-- Text section start --

Monday, April 8, 2019

Climate change and migration (April 8, 2019)

An under analyzed factor driving migration from Central America to the U.S. is climate change, according to several recent pieces. Gang violence and government corruption are major factors pushing people from Central America's northern triangle  to seek asylum in other countries, but they are also impacted by environmental degradation and the impacts of climate change, writes Laura Markham in the Guardian

Storms, floods, and droughts are increasing in the region, which means rainfall will be lacking in areas that need it, and flooding will occur elsewhere. Arid regions will continue to encroach on Guatemalan agricultural areas, and  El Salvador is projected to lose 10-28% of its coastline before the end of the century. "How will all those people survive, and where will they go?," she asks.

A spike in immigration to the U.S. from Guatemala -- both families and unaccompanied minors -- is related to a series of climate change related phenomena that have affected the country's rural, mostly indigenous communities, writes Jonathan Blitzer in the New Yorker.

-- Text section end --

→ Problems to work on:
1. Which countries does the climate change and migration text name?
2. How would you sum up the climate change and migration text in two sentences?

-- Entries shown start --

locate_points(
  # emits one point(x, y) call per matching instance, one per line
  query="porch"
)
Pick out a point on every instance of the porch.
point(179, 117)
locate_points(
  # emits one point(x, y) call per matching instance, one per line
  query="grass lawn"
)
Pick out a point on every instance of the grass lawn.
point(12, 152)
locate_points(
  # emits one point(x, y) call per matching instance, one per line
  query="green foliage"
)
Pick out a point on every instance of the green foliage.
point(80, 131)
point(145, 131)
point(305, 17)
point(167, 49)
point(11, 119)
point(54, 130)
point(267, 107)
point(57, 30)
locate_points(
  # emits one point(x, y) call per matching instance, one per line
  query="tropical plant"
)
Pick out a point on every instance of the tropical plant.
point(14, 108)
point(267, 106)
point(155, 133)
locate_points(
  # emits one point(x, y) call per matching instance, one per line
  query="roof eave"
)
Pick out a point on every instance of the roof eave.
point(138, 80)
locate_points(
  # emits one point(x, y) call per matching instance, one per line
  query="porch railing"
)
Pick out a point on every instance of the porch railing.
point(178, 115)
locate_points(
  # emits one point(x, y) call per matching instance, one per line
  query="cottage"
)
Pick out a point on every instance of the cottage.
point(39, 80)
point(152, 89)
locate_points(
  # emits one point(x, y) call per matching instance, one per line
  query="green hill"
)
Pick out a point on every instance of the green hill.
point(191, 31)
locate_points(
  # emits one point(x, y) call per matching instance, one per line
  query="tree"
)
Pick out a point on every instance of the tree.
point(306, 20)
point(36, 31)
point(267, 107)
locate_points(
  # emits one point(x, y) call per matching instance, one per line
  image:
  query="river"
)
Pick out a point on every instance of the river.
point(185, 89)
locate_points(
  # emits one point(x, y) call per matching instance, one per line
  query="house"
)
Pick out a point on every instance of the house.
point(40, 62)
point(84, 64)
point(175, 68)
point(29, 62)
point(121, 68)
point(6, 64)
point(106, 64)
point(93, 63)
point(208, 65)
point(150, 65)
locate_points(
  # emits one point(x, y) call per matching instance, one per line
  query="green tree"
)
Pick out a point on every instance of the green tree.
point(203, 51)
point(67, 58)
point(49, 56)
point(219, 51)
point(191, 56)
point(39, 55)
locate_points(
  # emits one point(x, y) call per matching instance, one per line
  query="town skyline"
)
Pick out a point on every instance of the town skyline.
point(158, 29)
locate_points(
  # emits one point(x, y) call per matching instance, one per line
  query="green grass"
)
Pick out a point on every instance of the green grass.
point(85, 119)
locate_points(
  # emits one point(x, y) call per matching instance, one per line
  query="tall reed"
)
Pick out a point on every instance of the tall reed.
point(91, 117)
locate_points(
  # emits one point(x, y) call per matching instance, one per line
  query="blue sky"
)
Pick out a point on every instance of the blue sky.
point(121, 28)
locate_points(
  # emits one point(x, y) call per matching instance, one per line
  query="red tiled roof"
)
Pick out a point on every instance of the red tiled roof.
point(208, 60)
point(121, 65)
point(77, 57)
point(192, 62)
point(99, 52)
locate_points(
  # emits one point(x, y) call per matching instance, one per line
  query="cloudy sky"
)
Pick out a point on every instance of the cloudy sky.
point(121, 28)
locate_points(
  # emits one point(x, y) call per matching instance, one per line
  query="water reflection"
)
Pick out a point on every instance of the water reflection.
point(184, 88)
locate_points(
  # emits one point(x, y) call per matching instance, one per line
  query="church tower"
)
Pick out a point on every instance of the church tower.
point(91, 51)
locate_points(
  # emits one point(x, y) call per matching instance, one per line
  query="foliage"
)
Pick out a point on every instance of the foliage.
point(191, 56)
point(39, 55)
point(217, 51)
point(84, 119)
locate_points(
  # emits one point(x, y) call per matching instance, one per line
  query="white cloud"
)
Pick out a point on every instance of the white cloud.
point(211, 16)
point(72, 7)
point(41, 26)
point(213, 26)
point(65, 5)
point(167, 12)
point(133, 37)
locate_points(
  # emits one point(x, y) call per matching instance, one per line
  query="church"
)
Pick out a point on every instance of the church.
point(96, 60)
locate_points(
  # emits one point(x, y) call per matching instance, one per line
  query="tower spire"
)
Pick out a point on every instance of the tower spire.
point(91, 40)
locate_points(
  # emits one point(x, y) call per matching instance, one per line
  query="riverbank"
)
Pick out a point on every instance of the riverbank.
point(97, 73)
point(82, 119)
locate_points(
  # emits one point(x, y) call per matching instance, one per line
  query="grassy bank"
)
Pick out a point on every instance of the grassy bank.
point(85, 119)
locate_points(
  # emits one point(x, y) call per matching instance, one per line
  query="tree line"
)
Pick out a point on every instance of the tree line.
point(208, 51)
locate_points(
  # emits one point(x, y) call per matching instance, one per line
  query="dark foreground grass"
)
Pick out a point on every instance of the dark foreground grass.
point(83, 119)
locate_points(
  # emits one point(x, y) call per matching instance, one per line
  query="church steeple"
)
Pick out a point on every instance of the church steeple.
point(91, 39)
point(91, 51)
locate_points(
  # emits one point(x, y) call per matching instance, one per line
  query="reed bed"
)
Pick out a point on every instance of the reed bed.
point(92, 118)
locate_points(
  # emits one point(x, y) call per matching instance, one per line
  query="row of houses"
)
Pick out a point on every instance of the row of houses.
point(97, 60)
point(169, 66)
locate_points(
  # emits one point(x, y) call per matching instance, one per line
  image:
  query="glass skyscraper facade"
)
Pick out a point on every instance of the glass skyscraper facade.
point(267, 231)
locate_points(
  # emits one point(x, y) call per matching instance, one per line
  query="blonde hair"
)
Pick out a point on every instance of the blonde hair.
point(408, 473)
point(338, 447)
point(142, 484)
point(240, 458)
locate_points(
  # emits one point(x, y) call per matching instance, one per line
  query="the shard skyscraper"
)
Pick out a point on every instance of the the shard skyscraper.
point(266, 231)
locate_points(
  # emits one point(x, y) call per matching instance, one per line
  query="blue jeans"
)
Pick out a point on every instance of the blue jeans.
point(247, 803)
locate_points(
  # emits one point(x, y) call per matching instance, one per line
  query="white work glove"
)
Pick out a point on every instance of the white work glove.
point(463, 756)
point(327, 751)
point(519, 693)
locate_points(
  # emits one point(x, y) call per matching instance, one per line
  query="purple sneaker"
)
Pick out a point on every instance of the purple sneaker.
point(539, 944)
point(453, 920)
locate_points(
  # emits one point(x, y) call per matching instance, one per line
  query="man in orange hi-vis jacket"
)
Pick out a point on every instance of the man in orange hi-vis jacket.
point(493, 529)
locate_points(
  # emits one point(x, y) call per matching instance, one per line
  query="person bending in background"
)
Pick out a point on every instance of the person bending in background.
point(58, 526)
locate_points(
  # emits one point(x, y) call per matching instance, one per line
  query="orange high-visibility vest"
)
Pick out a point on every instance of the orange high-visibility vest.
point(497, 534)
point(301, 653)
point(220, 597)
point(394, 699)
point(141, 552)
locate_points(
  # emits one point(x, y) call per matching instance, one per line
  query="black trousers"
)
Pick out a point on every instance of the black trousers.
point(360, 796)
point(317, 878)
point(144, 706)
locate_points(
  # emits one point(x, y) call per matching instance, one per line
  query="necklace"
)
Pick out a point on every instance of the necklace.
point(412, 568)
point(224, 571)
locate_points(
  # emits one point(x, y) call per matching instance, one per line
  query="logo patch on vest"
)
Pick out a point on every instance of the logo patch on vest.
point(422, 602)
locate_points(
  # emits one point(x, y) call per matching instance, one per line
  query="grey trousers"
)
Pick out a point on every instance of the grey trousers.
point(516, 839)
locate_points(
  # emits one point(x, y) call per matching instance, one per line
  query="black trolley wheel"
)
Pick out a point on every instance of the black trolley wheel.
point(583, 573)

-- Entries shown end --
-- Entries shown start --

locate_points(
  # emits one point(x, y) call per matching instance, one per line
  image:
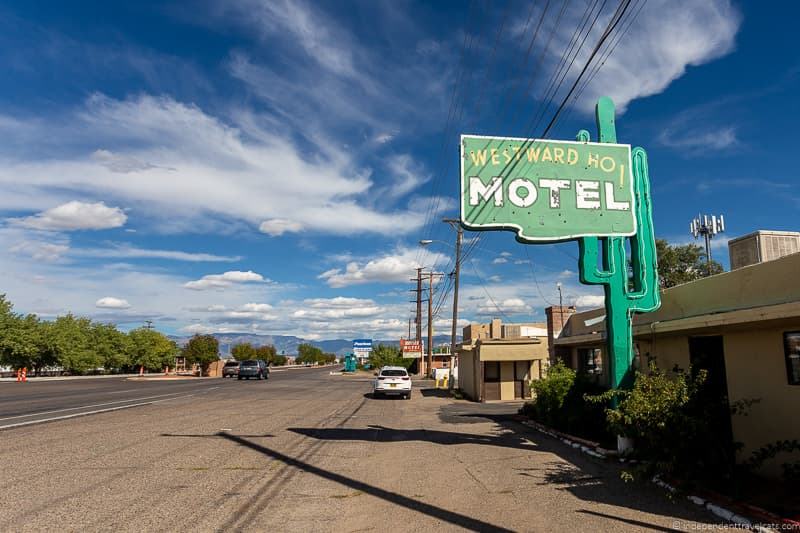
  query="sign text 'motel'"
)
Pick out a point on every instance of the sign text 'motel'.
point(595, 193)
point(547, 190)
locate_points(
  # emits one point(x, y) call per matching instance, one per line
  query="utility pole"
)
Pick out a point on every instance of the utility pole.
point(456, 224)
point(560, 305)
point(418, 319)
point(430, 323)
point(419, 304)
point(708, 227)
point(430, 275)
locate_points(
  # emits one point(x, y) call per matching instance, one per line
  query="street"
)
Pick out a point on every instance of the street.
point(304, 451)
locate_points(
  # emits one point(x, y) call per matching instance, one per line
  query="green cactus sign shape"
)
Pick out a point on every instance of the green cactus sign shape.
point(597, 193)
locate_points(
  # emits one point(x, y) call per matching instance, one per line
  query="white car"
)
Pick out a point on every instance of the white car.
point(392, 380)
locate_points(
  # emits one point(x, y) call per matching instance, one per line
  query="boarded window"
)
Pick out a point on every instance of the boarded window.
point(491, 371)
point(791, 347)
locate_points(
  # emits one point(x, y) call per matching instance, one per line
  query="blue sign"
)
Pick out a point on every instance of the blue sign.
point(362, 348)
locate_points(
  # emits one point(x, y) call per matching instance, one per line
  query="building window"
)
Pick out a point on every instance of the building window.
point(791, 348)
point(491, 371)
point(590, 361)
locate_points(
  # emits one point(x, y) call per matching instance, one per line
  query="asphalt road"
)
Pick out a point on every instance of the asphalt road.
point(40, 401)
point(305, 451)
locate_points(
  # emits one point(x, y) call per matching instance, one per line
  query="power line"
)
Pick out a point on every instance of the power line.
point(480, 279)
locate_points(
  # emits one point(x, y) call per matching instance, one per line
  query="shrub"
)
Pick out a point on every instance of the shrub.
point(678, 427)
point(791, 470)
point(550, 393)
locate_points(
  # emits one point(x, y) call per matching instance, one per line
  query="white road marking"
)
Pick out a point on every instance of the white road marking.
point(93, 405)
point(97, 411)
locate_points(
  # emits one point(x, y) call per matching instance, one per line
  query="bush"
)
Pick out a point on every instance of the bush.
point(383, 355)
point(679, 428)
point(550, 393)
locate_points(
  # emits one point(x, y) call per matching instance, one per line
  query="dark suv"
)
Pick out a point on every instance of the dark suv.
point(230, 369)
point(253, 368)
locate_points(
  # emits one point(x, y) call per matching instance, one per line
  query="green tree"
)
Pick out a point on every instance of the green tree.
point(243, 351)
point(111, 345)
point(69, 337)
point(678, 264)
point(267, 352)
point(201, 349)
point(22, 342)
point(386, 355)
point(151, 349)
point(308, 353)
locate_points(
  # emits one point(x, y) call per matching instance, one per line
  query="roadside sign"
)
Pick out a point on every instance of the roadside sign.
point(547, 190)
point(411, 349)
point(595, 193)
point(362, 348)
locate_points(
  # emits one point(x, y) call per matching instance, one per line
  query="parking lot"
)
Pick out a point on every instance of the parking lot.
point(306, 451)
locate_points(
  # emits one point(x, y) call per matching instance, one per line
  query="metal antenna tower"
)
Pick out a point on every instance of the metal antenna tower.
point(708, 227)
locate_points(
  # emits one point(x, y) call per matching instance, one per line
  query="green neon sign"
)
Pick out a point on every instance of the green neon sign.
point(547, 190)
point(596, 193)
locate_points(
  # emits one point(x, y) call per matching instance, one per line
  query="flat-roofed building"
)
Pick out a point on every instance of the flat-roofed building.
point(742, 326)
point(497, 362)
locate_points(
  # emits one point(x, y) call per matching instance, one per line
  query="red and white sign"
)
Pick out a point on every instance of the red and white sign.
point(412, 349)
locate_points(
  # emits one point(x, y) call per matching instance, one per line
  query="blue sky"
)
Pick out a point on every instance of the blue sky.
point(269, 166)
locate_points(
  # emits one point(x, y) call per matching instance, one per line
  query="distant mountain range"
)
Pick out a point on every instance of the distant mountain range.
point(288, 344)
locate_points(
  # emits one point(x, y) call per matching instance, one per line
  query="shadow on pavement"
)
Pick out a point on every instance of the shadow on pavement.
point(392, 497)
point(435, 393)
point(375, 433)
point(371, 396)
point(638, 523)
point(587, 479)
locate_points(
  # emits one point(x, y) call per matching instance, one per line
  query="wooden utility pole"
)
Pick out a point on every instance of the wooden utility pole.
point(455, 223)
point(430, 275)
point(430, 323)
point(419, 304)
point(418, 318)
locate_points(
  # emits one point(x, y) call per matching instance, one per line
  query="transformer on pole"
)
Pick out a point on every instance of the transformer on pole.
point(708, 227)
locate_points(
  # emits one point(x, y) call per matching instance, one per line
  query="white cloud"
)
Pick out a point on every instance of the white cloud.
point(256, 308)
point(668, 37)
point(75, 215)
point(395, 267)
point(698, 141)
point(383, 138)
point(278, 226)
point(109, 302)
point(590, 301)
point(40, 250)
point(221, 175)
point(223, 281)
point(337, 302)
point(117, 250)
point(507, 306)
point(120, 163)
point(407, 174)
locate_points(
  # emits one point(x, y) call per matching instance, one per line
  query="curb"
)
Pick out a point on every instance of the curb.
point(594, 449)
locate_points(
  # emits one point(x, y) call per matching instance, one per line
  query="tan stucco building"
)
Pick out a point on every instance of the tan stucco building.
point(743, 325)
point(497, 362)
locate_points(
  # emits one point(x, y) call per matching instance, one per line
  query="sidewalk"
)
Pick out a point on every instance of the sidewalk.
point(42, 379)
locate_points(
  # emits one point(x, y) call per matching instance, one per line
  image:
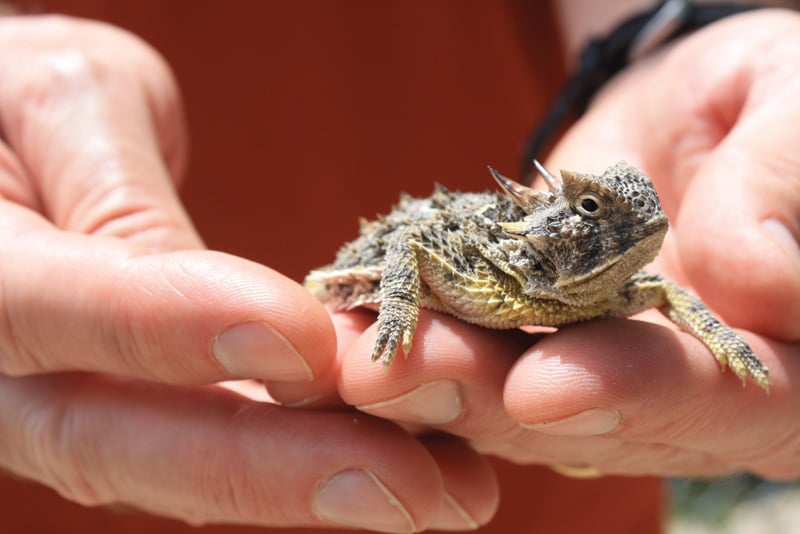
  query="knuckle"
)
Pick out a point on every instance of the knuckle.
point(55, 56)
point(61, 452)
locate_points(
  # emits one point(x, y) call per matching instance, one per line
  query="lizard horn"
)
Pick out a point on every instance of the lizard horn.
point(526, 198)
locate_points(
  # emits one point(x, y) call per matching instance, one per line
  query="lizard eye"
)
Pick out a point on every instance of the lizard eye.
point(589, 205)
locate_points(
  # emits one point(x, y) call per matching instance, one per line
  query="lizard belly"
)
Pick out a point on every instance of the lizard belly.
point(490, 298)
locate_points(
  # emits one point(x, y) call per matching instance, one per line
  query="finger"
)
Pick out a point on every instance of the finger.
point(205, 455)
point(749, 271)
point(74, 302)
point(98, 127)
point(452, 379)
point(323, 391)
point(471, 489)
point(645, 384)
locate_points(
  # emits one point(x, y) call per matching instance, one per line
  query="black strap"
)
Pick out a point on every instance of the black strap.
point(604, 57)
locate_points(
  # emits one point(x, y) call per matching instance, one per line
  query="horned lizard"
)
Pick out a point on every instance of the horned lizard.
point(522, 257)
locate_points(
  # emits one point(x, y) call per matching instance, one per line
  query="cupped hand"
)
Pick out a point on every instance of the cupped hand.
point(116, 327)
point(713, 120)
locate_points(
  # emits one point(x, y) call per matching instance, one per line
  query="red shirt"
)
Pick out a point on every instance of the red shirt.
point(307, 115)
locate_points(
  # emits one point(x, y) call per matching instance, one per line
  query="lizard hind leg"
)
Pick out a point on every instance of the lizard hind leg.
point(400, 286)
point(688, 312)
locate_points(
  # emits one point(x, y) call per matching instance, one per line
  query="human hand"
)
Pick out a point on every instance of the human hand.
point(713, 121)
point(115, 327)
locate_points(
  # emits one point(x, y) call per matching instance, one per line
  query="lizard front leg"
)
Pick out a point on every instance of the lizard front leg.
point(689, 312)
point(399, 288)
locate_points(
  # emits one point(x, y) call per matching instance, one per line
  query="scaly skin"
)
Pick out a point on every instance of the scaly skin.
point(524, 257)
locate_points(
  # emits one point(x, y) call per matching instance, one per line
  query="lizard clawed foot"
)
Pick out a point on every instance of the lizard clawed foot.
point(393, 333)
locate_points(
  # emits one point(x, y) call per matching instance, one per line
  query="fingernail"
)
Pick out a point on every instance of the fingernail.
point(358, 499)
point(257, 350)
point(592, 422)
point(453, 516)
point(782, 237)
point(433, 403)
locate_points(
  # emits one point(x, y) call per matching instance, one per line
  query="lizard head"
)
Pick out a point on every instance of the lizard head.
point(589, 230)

-- Entries shown end --
-- Entries shown start --

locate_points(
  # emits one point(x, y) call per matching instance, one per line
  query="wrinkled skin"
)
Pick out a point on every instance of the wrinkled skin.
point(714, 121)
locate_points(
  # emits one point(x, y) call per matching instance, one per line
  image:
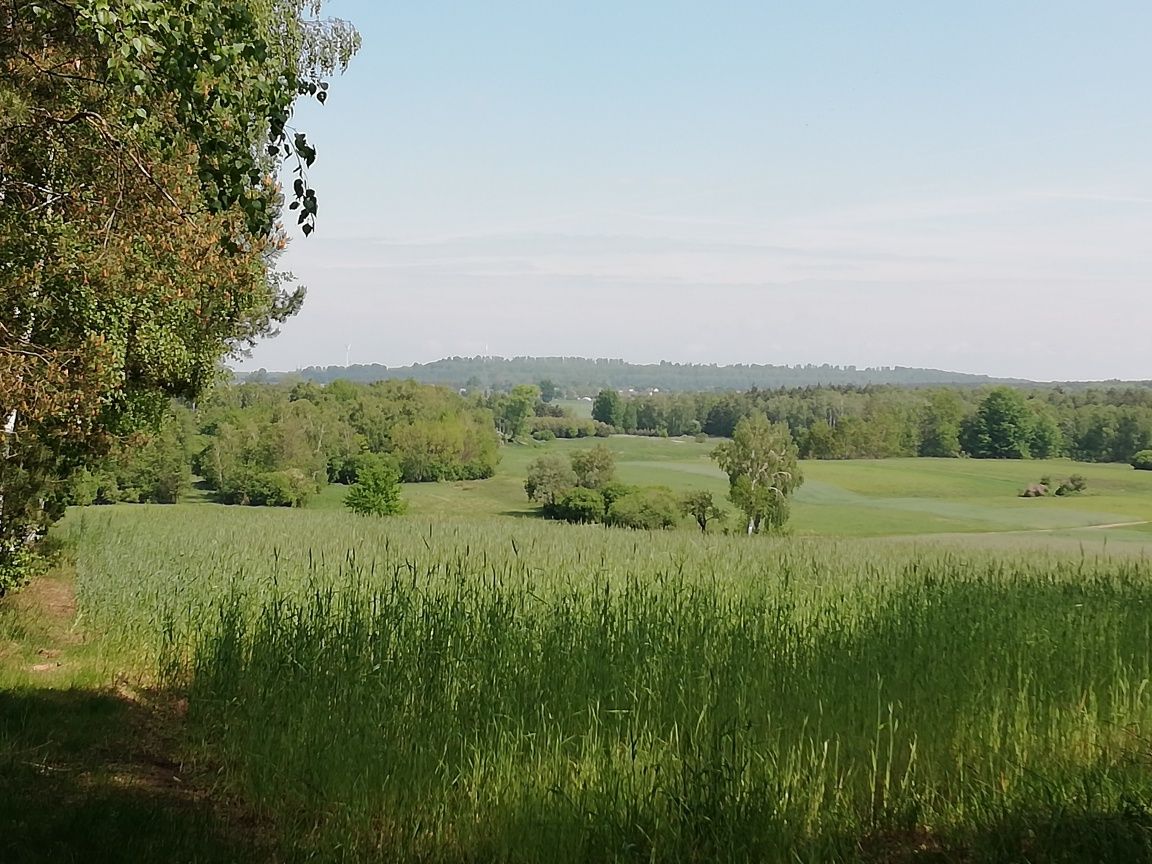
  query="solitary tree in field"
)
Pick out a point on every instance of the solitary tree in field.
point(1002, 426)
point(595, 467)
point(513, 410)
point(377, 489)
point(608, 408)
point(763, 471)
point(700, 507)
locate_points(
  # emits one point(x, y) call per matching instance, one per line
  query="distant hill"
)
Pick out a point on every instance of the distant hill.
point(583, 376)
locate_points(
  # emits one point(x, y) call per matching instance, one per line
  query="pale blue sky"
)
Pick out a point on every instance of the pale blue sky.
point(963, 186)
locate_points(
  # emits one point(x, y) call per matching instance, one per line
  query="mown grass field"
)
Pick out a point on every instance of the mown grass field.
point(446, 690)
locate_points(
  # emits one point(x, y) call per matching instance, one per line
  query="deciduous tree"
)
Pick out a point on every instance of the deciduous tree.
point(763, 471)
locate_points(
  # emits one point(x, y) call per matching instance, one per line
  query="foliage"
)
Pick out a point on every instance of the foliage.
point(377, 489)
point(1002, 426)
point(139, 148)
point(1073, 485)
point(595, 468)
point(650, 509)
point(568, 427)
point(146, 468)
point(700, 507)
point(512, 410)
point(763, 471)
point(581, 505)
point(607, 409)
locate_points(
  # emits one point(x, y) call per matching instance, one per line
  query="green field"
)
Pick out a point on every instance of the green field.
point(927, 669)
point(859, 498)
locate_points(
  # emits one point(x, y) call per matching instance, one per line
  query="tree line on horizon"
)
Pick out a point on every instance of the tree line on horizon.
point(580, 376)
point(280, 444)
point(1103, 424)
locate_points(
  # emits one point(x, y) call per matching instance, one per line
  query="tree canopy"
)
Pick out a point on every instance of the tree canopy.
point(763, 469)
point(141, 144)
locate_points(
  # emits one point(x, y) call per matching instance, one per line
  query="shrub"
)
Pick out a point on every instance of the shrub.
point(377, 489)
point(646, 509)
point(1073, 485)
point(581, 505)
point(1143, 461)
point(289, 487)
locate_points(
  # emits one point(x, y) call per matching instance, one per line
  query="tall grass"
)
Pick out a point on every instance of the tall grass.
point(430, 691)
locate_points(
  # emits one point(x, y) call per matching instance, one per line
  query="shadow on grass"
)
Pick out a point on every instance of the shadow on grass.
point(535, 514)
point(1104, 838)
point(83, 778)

-- Entries shown end --

→ Answers to the tasks:
1. The U.S., Guatemala, El Salvador

2. Several recent pieces identify climate change as an under-analyzed factor driving migration from Central America to the U.S., alongside gang violence and government corruption. Storms, floods, and droughts are increasing in the region, and a spike in immigration from Guatemala is related to climate-change-related phenomena affecting the country's rural, mostly indigenous communities.